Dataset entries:

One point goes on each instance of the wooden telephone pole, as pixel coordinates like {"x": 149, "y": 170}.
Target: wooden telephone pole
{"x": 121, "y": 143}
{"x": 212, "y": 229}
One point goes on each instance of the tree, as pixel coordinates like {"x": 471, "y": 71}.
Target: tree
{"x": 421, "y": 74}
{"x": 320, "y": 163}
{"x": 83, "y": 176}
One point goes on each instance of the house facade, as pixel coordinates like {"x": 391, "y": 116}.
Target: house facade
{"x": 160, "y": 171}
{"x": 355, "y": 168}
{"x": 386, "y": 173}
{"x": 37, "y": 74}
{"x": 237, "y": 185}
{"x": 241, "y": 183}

To do -
Your output should be the lines from the one with "One point goes on each instance of the house" through the end of the records above, copied exactly.

Answer box -
One point goes on each instance of the house facade, as pixel coordinates like {"x": 391, "y": 116}.
Target: house facade
{"x": 160, "y": 171}
{"x": 355, "y": 168}
{"x": 386, "y": 173}
{"x": 37, "y": 74}
{"x": 237, "y": 185}
{"x": 241, "y": 183}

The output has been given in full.